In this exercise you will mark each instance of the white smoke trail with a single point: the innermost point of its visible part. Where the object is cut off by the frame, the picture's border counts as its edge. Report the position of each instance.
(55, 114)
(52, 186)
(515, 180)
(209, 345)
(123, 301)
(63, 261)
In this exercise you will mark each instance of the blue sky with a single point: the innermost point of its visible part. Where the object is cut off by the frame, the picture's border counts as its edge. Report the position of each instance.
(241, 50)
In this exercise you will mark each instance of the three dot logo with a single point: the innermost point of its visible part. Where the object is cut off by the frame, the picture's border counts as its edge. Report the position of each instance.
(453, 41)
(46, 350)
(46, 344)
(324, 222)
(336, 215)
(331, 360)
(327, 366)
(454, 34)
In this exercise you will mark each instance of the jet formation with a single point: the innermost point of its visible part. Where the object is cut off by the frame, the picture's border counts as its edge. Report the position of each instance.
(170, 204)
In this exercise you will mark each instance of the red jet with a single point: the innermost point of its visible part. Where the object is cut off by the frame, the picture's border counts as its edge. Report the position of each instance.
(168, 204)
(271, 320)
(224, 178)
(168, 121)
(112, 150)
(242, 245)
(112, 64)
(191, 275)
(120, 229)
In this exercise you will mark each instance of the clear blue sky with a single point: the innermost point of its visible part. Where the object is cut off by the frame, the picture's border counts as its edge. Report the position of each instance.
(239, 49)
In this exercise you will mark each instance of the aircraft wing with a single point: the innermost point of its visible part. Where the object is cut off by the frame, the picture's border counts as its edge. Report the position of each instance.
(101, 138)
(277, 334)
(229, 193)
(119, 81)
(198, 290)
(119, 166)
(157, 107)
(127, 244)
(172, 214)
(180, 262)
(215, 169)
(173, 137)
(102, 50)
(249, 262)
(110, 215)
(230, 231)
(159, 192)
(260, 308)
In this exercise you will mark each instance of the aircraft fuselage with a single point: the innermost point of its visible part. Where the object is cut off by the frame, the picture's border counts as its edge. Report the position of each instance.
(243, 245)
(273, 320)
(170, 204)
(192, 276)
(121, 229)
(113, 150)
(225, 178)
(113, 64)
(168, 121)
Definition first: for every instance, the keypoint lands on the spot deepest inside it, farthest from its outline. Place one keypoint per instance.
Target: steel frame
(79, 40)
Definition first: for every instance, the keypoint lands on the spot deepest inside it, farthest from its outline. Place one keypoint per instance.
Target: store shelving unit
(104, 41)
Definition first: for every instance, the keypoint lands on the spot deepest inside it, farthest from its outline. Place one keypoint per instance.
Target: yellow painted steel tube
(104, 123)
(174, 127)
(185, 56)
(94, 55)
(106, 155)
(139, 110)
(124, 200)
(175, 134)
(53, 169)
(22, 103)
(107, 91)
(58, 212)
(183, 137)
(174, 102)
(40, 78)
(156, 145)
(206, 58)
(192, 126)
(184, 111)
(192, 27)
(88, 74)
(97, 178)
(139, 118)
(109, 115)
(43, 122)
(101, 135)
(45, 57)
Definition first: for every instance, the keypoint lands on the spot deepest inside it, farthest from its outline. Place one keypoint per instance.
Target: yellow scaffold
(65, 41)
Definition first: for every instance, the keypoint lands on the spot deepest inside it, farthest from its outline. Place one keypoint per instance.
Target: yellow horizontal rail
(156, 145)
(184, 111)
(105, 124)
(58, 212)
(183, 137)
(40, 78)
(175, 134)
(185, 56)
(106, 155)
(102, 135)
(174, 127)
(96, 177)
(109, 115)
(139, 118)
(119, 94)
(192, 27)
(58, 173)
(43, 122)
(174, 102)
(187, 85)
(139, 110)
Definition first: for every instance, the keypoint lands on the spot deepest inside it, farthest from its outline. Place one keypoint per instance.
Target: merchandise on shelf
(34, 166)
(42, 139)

--------------------------------

== Exercise task ==
Restate all of the entries exactly, please.

== Right answer ==
In this exercise you will mark each instance of the white smoke trail with a single point: the innermost point of its visible part. Where the object is cut off by the frame, the picture's border counts as its edge. Report the position of each instance.
(55, 114)
(52, 186)
(515, 180)
(209, 345)
(123, 301)
(63, 261)
In this exercise you will mark each instance of the blue sky with a single point: the innermost point of its visible part. Where the object is cut off by the frame, the picture's border counts as its edge. Report the position of each instance.
(241, 50)
In this exercise you will mark each instance of the three dot logo with a single point: the innermost point of its visible part. Where the object is cut off by the frame, the picture's border counts as its edge. Report the position of each instance.
(453, 41)
(46, 350)
(46, 344)
(324, 222)
(336, 215)
(331, 360)
(327, 366)
(454, 34)
In this exercise you will mark each instance of the jet formation with a single point: the innermost point of its visible part. Where the object is cut off by the frame, the picture's border counts as its edge. Report the position of each instance.
(170, 204)
In this exercise you will mark each instance of the red jet with a single point: the innermost point of its visible part. Where the object is cut off by the frame, the picture's border counts as its edge. Report the position of each instance.
(168, 204)
(271, 320)
(224, 178)
(168, 121)
(112, 150)
(242, 245)
(112, 64)
(191, 275)
(120, 229)
In this exercise you will mark each instance of the clear blue sky with a single point: the innermost point of its visible part. Where the object is cut off by the frame, the picture's border counts as its edge. Report the position of each instance.
(239, 49)
In this exercise you will mark each instance of the aircraft wing with a single point: the innermost point of its visible part. Where the object is cut off by the frame, the picture's border counts as its edge. Report the position of each instance.
(101, 138)
(277, 334)
(229, 193)
(119, 81)
(198, 290)
(119, 166)
(157, 107)
(127, 244)
(172, 214)
(180, 262)
(215, 169)
(173, 137)
(102, 50)
(249, 262)
(110, 215)
(230, 231)
(159, 192)
(260, 308)
In this exercise you will mark each instance of the aircraft fuselage with a single point: the innermost point of its visible part. Where the object is cut off by the frame, the picture's border counts as its edge. Report the position of each instance.
(243, 245)
(273, 320)
(170, 204)
(192, 276)
(121, 229)
(113, 150)
(225, 178)
(113, 64)
(168, 121)
Definition first: for every instance, the keypoint lands on the spot deepest inside it, farthest from its outline. Place one keypoint per instance.
Target: steel frame
(79, 40)
Definition first: for every instance, the keypoint lands on the spot deepest inside it, farthest from its outline. Place one keypoint per instance.
Target: store shelving unit
(104, 41)
Definition first: for every instance, the keypoint lands on the spot deepest inside it, farthest from its outline. Place one keypoint per instance.
Target: yellow painted steel tube
(104, 123)
(174, 127)
(185, 56)
(94, 55)
(106, 155)
(139, 110)
(124, 200)
(175, 134)
(53, 169)
(22, 103)
(107, 91)
(58, 212)
(183, 137)
(174, 102)
(40, 78)
(156, 145)
(206, 58)
(192, 126)
(184, 111)
(192, 27)
(88, 74)
(97, 178)
(139, 118)
(109, 115)
(43, 122)
(101, 135)
(45, 57)
Definition first: for every instance, the keypoint lands on the spot deepest inside it, farthest from its outline. Place one keypoint per instance.
Target: yellow scaffold
(65, 41)
Definition first: for every instance, the keypoint lands on the spot deepest inside it, farthest from its outline. Place one keypoint per instance.
Target: yellow horizontal rail
(156, 145)
(184, 111)
(105, 124)
(58, 212)
(183, 137)
(40, 78)
(175, 134)
(185, 56)
(106, 155)
(102, 135)
(174, 127)
(96, 177)
(109, 115)
(139, 118)
(119, 94)
(192, 27)
(58, 173)
(43, 122)
(174, 102)
(187, 85)
(139, 110)
Definition first: for every instance, the keypoint lands on the spot deepest inside it, farthest from its outline. Place one keypoint per instance.
Target: merchandise on shelf
(34, 166)
(42, 139)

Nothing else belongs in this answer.